**** ARTIKEL
«Ich bin wertvoll»: eine Textilarbeiterin und eine Urteilsvollstreckerin über ihren Kampf für das Arbeitsrecht

Wie nachhaltige Entwicklungszusammenarbeit gestaltet werden soll, hängt vom Kontext vor Ort ab. In El Salvador hat Brücke Le Pont zusammen mit ihren lokalen Partner*innen entschieden, das Recht für die Textilarbeiter*innen zu schärfen.

Carmen Yesenia viuda de Rodas wird Geld geschuldet. Geld, das sie durch harte Arbeit in einer salvadorianischen Textilfabrik verdient hat. Geld, das sie eigentlich dringend braucht. Die Arbeit in den sogenannten «Maquilas», so werden die Fabriken in Lateinamerika genannt, ist weder für faire Löhne noch für gute Arbeitsbedingungen bekannt.

Bei Brücke Le Pont weiss man: salvadorianische Textilfabrikbesitzer beuten aus. Dagegen will man ankämpfen; effizient, sodass möglichst viele Arbeiter*innen wie Carmen de Rodas geholfen wird.

Seit Jahren arbeitet Brücke Le Pont in El Salvador zum Thema Arbeitsrecht. Im Rahmen des Projekts Derechos Laborales setzen sich Urteilsvollstrecker*innen dafür ein, dass geschuldete Beträge von Fabrikbesitzern an die Arbeiter*innen ausbezahlt werden. Das jährliche Projektbudget beträgt rund 70’000 Franken. Die Auszahlungen an die geprellten Arbeiter*innen? Zwischen 2018 und 2023 über 9 Millionen Franken. Und im vergangenen Jahr? Sogar über 4 Millionen Franken.

Zusammen mit der Urteilsvollstreckerin Diana Carolina Soriano Ayala erzählt Carmen de Rodas von ihren Erfahrungen im Rahmen des Projekts.

Carmen, du hast gearbeitet, aber nicht den vollen Lohn erhalten. Wieso?

Carmen: Die Fabrik, in der ich gearbeitet habe, hat angefangen, mein Gehalt zu stunden. Auch bei meinen Kolleg*innen ist dies vorgekommen. Wir erhielten im Zweiwochenrhythmus 14 US-Dollar. Das ist weit unter dem monatlichen Mindestlohn von rund 300 US-Dollar. Die Fabrikbesitzer sagten, wir müssten besser arbeiten, damit sie unser volles Gehalt bezahlen können. Dabei hatten wir unseren Lohn bereits vereinbart. Später haben wir zudem herausgefunden, dass unser Arbeitgeber seit 2018 weder unsere Sozialversicherung noch die Pensionskasse bezahlt hat – auch wenn sie die Beträge von unseren Löhnen abgezogen haben.
********
**** AUFLISTUNG
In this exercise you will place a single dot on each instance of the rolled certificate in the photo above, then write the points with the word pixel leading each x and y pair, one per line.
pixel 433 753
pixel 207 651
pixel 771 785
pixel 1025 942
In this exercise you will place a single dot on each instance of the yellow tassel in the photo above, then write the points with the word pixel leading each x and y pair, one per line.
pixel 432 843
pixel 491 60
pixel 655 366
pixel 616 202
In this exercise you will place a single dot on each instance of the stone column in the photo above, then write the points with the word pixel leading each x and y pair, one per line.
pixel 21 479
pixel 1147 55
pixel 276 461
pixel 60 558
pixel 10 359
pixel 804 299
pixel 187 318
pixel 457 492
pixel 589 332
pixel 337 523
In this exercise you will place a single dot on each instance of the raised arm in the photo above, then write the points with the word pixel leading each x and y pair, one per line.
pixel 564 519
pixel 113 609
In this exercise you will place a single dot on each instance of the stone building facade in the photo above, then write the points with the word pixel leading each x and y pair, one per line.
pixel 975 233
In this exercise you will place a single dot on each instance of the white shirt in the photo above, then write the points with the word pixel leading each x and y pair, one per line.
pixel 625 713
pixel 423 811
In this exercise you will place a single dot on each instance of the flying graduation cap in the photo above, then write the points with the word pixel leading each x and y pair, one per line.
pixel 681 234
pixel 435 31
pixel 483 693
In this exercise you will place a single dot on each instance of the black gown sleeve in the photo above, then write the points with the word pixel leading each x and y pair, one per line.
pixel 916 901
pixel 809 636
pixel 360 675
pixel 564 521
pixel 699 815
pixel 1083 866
********
## AUFGABEN
1. Übersetze den Satz „Wie nachhaltige Entwicklungszusammenarbeit gestaltet werden soll, hängt vom Kontext vor Ort ab.“ aus dem Artikel über den Kampf für das Arbeitsrecht ins Englische.
2. Ändere im Artikel über den Kampf für das Arbeitsrecht die Passage von „Carmen: Die Fabrik, in“ bis einschließlich „Löhnen abgezogen haben.“, indem du „Fabrikbesitzer“ durch „Fabrikeigentümer“ ersetzt.

## LÖSUNGEN
1. How sustainable development cooperation should be shaped depends on the local context.

2.
Carmen: Die Fabrik, in der ich gearbeitet habe, hat angefangen, mein Gehalt zu stunden. Auch bei meinen Kolleg*innen ist dies vorgekommen. Wir erhielten im Zweiwochenrhythmus 14 US-Dollar. Das ist weit unter dem monatlichen Mindestlohn von rund 300 US-Dollar. Die Fabrikeigentümer sagten, wir müssten besser arbeiten, damit sie unser volles Gehalt bezahlen können. Dabei hatten wir unseren Lohn bereits vereinbart. Später haben wir zudem herausgefunden, dass unser Arbeitgeber seit 2018 weder unsere Sozialversicherung noch die Pensionskasse bezahlt hat – auch wenn sie die Beträge von unseren Löhnen abgezogen haben.